-- START Provided records --

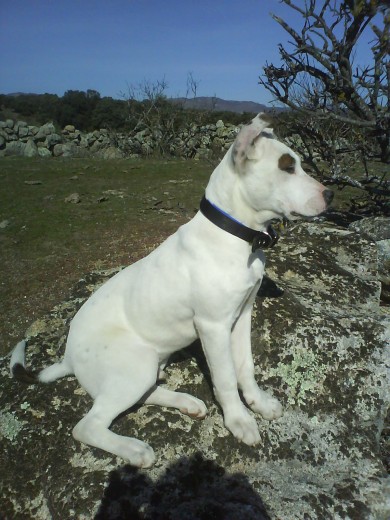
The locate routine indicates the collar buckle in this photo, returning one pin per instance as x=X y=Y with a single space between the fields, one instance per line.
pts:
x=264 y=240
x=258 y=239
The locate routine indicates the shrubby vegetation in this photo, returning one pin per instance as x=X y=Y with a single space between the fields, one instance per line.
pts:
x=89 y=111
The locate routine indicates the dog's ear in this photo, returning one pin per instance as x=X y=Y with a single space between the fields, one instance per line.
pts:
x=246 y=146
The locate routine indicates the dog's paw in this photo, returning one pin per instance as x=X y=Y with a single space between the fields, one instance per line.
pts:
x=266 y=405
x=193 y=407
x=139 y=453
x=243 y=427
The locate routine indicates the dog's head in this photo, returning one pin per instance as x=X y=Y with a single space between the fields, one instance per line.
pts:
x=271 y=176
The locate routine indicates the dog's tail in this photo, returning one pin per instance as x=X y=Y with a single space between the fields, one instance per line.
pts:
x=19 y=371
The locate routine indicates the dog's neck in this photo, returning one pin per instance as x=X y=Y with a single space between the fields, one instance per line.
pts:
x=224 y=191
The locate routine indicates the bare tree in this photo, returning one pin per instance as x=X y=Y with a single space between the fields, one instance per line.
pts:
x=318 y=75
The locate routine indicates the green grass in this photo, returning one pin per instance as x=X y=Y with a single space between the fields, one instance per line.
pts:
x=127 y=207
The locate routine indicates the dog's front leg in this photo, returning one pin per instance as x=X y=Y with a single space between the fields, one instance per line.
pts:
x=215 y=340
x=258 y=400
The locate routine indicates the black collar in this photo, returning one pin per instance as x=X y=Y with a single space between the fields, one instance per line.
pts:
x=258 y=239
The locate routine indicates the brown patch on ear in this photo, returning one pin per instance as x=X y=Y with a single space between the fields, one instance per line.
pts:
x=266 y=117
x=287 y=163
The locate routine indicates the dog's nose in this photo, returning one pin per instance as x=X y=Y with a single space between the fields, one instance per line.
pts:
x=328 y=196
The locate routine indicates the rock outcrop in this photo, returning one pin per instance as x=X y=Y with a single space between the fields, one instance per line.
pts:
x=195 y=141
x=321 y=346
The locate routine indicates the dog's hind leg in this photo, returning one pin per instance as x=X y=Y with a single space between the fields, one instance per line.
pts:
x=118 y=391
x=186 y=403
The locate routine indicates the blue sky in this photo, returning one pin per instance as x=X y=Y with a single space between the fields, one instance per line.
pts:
x=58 y=45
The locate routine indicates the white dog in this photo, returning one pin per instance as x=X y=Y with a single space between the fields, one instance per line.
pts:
x=200 y=283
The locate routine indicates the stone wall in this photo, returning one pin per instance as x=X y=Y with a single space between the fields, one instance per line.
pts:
x=193 y=141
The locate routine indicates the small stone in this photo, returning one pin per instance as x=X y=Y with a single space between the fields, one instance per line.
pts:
x=4 y=224
x=73 y=198
x=33 y=183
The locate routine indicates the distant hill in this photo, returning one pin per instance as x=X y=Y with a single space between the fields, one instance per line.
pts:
x=223 y=105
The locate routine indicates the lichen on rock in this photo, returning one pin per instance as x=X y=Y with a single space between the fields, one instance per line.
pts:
x=320 y=346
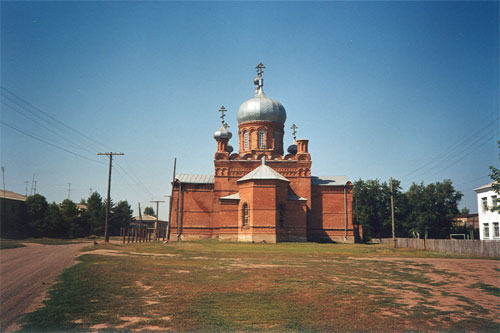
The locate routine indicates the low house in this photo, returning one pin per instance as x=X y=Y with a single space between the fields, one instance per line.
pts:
x=489 y=220
x=148 y=222
x=12 y=213
x=470 y=221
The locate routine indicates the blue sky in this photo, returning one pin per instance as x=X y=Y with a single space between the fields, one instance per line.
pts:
x=402 y=89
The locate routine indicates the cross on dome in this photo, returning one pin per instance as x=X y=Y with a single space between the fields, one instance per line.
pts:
x=260 y=69
x=294 y=131
x=223 y=110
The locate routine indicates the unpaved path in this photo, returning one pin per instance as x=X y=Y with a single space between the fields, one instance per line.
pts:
x=25 y=275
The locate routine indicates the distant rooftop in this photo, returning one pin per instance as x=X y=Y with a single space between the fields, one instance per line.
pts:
x=484 y=187
x=263 y=172
x=195 y=179
x=12 y=195
x=329 y=180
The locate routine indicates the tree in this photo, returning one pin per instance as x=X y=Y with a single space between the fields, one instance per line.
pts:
x=36 y=212
x=95 y=214
x=149 y=211
x=56 y=226
x=432 y=208
x=495 y=176
x=121 y=216
x=465 y=211
x=373 y=207
x=71 y=219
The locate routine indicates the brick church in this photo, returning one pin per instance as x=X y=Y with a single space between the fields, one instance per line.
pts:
x=261 y=193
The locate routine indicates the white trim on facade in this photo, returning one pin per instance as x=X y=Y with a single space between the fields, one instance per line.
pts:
x=489 y=221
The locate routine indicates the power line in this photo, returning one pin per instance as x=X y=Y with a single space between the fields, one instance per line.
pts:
x=106 y=236
x=66 y=139
x=54 y=119
x=451 y=150
x=47 y=142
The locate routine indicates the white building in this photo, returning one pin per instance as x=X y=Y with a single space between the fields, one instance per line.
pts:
x=489 y=228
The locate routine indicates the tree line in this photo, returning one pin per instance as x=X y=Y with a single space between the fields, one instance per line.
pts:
x=66 y=220
x=422 y=211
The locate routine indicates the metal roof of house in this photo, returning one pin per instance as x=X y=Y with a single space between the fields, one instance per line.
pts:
x=234 y=196
x=329 y=180
x=263 y=172
x=12 y=195
x=293 y=197
x=195 y=179
x=484 y=187
x=147 y=218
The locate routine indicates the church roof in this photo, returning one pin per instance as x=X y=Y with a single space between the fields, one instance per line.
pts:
x=234 y=196
x=195 y=179
x=293 y=197
x=263 y=172
x=329 y=180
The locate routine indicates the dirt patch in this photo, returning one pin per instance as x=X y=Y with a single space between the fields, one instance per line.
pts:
x=143 y=286
x=27 y=272
x=454 y=278
x=128 y=253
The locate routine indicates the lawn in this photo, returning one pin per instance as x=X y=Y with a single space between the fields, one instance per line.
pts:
x=9 y=244
x=215 y=286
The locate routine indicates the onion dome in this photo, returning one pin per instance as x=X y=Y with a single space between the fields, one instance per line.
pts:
x=260 y=107
x=223 y=133
x=292 y=149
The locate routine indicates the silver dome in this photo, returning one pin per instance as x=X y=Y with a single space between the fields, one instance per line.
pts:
x=222 y=133
x=292 y=149
x=261 y=107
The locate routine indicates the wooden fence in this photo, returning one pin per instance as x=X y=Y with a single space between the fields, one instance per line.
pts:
x=140 y=235
x=464 y=246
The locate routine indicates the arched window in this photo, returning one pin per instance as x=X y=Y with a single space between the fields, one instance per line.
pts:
x=282 y=216
x=244 y=214
x=245 y=140
x=262 y=143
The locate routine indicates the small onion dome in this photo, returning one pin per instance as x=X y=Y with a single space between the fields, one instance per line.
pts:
x=261 y=107
x=222 y=133
x=292 y=149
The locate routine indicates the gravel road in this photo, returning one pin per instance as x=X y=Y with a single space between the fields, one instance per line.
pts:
x=25 y=275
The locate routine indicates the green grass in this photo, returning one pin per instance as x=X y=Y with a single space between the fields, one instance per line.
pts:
x=54 y=241
x=212 y=286
x=9 y=244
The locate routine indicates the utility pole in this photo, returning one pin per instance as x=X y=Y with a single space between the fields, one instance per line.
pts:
x=106 y=236
x=171 y=202
x=394 y=241
x=140 y=220
x=3 y=177
x=157 y=211
x=32 y=183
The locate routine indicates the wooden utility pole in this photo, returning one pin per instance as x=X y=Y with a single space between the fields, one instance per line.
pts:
x=394 y=241
x=171 y=201
x=157 y=211
x=140 y=219
x=106 y=236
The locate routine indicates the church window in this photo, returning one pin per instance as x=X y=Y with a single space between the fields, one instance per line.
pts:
x=245 y=140
x=262 y=143
x=282 y=216
x=244 y=212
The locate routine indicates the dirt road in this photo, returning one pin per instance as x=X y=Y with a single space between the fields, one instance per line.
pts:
x=25 y=275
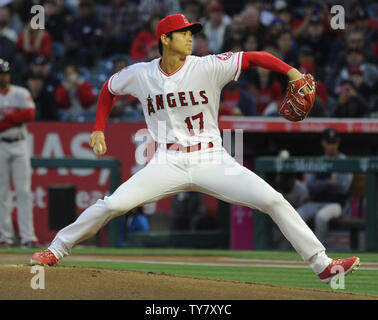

-- END Provided records --

Output the lines from the start of the stored records through the line that contains "x=243 y=427", including that line, copied character for character. Leave the pictures out of your answer.

The locate routine indicates the collar buckle in this photo, returning one pin per instance as x=X y=Y with a single space between the fields, one instance per line.
pts:
x=264 y=240
x=258 y=239
The locate routine indicates the shrubby vegetation in this photo, returning one pin per instance as x=X y=Y with a single space between the fields, one instance per line.
pts:
x=89 y=111
The locate routine indicates the dog's ear in this photo, returning one pin per instance as x=X y=Y with a single space between the fields, one instance per line.
pts:
x=246 y=146
The locate routine indicates the dog's paw in this photo, returning one pin per instance as x=X y=Y with a single space between the fields, one instance per line.
pts:
x=266 y=405
x=193 y=407
x=139 y=453
x=243 y=427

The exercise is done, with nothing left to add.